**EXTRACTED MATERIAL**
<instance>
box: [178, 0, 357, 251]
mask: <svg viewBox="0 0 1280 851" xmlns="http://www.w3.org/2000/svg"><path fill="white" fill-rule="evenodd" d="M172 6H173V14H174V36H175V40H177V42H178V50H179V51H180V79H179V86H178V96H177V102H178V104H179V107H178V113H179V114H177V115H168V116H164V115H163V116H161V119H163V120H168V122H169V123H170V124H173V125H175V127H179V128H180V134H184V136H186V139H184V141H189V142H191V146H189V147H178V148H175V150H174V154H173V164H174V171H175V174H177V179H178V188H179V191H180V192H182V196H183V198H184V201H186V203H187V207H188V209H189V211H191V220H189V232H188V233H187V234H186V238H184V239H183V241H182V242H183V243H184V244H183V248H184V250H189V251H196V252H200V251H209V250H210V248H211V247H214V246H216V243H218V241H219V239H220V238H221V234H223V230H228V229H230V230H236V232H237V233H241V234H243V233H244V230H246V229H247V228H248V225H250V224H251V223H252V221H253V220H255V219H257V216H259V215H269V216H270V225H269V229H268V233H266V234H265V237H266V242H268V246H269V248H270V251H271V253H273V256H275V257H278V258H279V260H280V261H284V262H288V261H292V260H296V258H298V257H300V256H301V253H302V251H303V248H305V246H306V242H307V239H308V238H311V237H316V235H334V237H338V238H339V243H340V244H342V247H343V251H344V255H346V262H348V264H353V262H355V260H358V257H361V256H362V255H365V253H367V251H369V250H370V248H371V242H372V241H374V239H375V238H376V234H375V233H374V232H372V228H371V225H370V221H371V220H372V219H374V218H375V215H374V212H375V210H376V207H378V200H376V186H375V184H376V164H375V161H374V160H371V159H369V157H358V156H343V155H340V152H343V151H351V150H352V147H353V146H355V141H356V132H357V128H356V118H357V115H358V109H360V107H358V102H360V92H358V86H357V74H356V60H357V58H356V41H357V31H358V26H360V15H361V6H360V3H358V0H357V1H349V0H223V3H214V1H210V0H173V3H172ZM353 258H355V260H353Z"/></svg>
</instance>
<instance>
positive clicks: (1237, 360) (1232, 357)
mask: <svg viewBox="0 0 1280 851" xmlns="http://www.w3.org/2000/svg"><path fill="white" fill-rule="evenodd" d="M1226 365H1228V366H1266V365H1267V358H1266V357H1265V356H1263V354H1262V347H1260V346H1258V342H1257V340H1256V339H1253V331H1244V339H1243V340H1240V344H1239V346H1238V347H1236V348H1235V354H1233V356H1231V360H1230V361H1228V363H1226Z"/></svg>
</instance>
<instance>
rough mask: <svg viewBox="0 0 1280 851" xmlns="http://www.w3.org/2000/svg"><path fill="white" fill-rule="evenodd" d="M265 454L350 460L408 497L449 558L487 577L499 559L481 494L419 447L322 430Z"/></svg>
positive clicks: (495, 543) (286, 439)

**YOUR TASK**
Write the records out again so that each one matches the original exactly.

**ANSWER FOR THIS EXERCISE**
<instance>
box: [178, 0, 357, 251]
mask: <svg viewBox="0 0 1280 851" xmlns="http://www.w3.org/2000/svg"><path fill="white" fill-rule="evenodd" d="M172 6H173V14H174V36H175V40H177V42H178V50H179V51H180V79H179V86H178V96H177V102H178V104H179V107H178V113H179V114H177V115H168V116H164V115H163V116H161V119H163V120H168V122H169V123H170V124H173V125H175V127H179V128H180V134H184V136H186V139H184V141H189V142H191V146H189V147H178V148H175V150H174V154H173V164H174V171H175V174H177V179H178V188H179V191H180V192H182V196H183V198H184V201H186V203H187V207H188V209H189V211H191V220H189V232H188V233H187V234H186V238H184V239H183V241H182V242H183V243H184V244H183V248H184V250H189V251H196V252H200V251H209V250H210V248H211V247H214V246H216V243H218V241H219V239H220V238H221V234H223V230H228V229H230V230H236V232H237V233H241V234H243V233H244V230H246V229H247V228H248V225H250V224H251V223H252V221H253V220H255V219H257V216H259V215H269V216H270V225H269V229H268V233H266V234H265V237H266V242H268V246H269V248H270V251H271V253H273V256H275V257H278V258H279V260H280V261H284V262H288V261H292V260H296V258H298V257H300V256H301V253H302V251H303V248H305V246H306V242H307V239H308V238H311V237H316V235H334V237H338V238H339V243H340V244H342V247H343V251H344V255H346V262H348V264H353V262H355V260H358V257H361V256H362V255H365V253H367V251H369V250H370V248H371V242H372V241H374V239H375V238H376V234H375V233H374V232H372V228H371V225H370V221H371V220H372V219H374V218H375V215H374V212H375V210H376V207H378V200H376V186H375V184H376V164H375V161H374V160H371V159H369V157H358V156H343V155H340V152H343V151H351V150H352V147H353V146H355V141H356V132H357V128H356V118H357V115H358V109H360V107H358V102H360V92H358V86H357V74H356V60H357V58H356V41H357V31H358V26H360V15H361V6H360V3H358V0H357V1H349V0H223V3H214V1H210V0H173V3H172ZM353 258H355V260H353Z"/></svg>
</instance>
<instance>
positive clicks: (1237, 360) (1232, 357)
mask: <svg viewBox="0 0 1280 851" xmlns="http://www.w3.org/2000/svg"><path fill="white" fill-rule="evenodd" d="M1226 365H1228V366H1266V365H1267V358H1266V357H1265V356H1263V354H1262V347H1260V346H1258V342H1257V340H1256V339H1253V331H1244V339H1243V340H1240V344H1239V346H1238V347H1236V348H1235V354H1233V356H1231V360H1230V361H1228V363H1226Z"/></svg>
</instance>
<instance>
rough mask: <svg viewBox="0 0 1280 851" xmlns="http://www.w3.org/2000/svg"><path fill="white" fill-rule="evenodd" d="M265 454L350 460L408 497L449 558L487 577L499 559L481 494L419 447L322 430Z"/></svg>
positive clicks: (495, 543) (286, 439)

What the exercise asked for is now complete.